### [Document source]
□ □ □ □ □

Il fallait qu’elles soient dignes de leur passé, dignes des enjeux nationaux qui s’y décident. Il fallait qu’elles répondent aux attentes de notre société par un service public de l’enseignement supérieur et de la recherche rénové. Nous avons donc donné aux universités, et par conséquent aux universitaires, la capacité de s’administrer eux-mêmes.

Nous avons reconnu l’égale dignité des missions d’enseignement, de recherche, d’administration et de valorisation. Nous avons marqué l’égale importance entre ceux qui les remplissent. A travers tous nos engagements, réglementaires et budgétaires, nous avons, avec Valérie PECRESSE, prouvé la même volonté d’installer la recherche française en tête de la rivalité mondiale.

Nous revendiquons cette action, nous la poursuivons, et si certains - de bonne ou de mauvaise foi - ont pu mettre ses intentions en doute, elle n’en continuera pas moins d’inscrire l’université et la recherche au premier rang des préoccupations de la République.

Je n’ignore rien des réactions que certaines initiatives ont pu rencontrer. Mais je refuse de croire que notre ambition reste sans écho, au sein même des milieux qu’elle entend promouvoir.

Notre volonté de moderniser et de soutenir la recherche et l’université est réelle, elle est sincère ; je crois qu’elle justifie une relation constructive entre les pouvoirs publics et la communauté scientifique et universitaire. Et d’ailleurs, quelle alternative à la liberté d’innover, dans un service public d’enseignement supérieur et de recherche ? Quelle alternative à la compétence de nos laboratoires dans notre développement économique et social ? Quelle alternative à la promotion de tous, dans des dispositifs publics adaptés aux besoins de notre jeunesse ? Quelle alternative à la présence forte de notre université, dans une Europe où chaque nation s’entend à magnifier l’intelligence, et à encourager l’innovation ? Le statu quo étant le pire des risques, nous ne devons pas craindre de faire évoluer ensemble nos politiques et nos structures. Avec vous, je ne veux pas d’une université qui recule. Je ne veux pas d’une université qui s’enlise.

J’aspire à une communauté universitaire puissante, critique mais tolérante, vigilante mais sereine, et capable en toute circonstance d’accompagner l’effort de l’Etat en faveur du dynamisme national. J’ai parlé à l’instant de ce théâtre de rivalité et d’échange passionnant que l’Europe nous offrait.

En 2004, je notais devant le Collège de France qu’il y avait sans doute des sciences en Europe, mais qu’il n’y avait certainement pas encore de science européenne. Eh bien je pourrais reprendre cette formule aujourd’hui, à la fois comme un constat et comme un défi.

□ □ □ □ □

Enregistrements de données

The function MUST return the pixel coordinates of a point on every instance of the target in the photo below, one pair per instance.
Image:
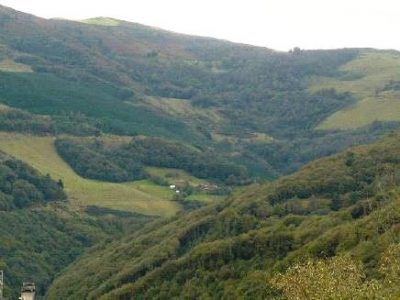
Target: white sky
(277, 24)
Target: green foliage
(22, 186)
(214, 251)
(125, 162)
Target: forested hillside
(337, 215)
(39, 234)
(138, 163)
(253, 105)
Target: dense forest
(125, 162)
(138, 163)
(78, 78)
(22, 186)
(333, 214)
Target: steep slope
(40, 152)
(345, 204)
(39, 233)
(105, 75)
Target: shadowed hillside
(343, 205)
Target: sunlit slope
(140, 196)
(365, 78)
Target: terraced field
(140, 196)
(364, 78)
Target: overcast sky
(277, 24)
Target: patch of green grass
(8, 65)
(374, 70)
(206, 198)
(102, 21)
(173, 176)
(183, 108)
(385, 107)
(41, 154)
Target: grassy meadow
(364, 77)
(141, 196)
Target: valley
(139, 163)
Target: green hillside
(369, 79)
(110, 76)
(343, 205)
(138, 163)
(39, 234)
(137, 196)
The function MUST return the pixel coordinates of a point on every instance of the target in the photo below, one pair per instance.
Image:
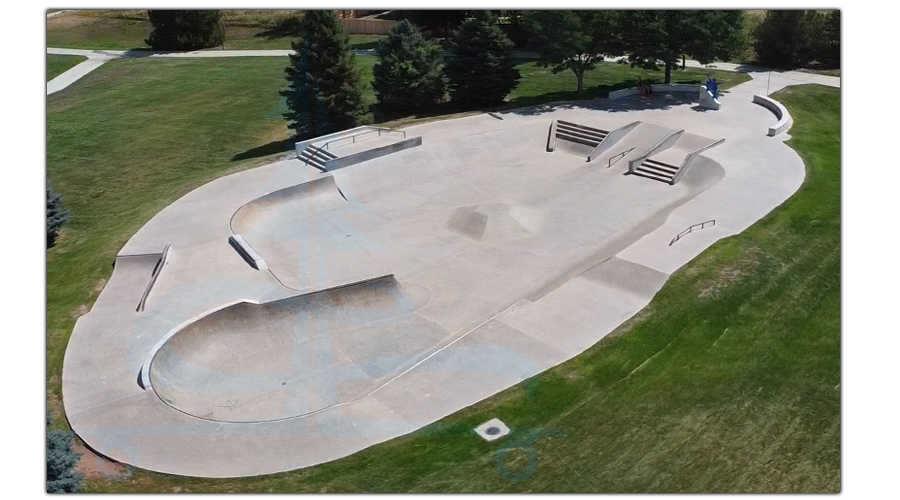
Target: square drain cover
(492, 429)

□ □ □ □ □

### [Énoncé du problème]
Reproduisez mot pour mot le passage du document source qui commence par « Nous avons reconnu » et se poursuit jusqu'à « de la République. ». Vous n'aurez pas besoin des lignes de données.

### [Réponse attendue]
Nous avons reconnu l’égale dignité des missions d’enseignement, de recherche, d’administration et de valorisation. Nous avons marqué l’égale importance entre ceux qui les remplissent. A travers tous nos engagements, réglementaires et budgétaires, nous avons, avec Valérie PECRESSE, prouvé la même volonté d’installer la recherche française en tête de la rivalité mondiale.

Nous revendiquons cette action, nous la poursuivons, et si certains - de bonne ou de mauvaise foi - ont pu mettre ses intentions en doute, elle n’en continuera pas moins d’inscrire l’université et la recherche au premier rang des préoccupations de la République.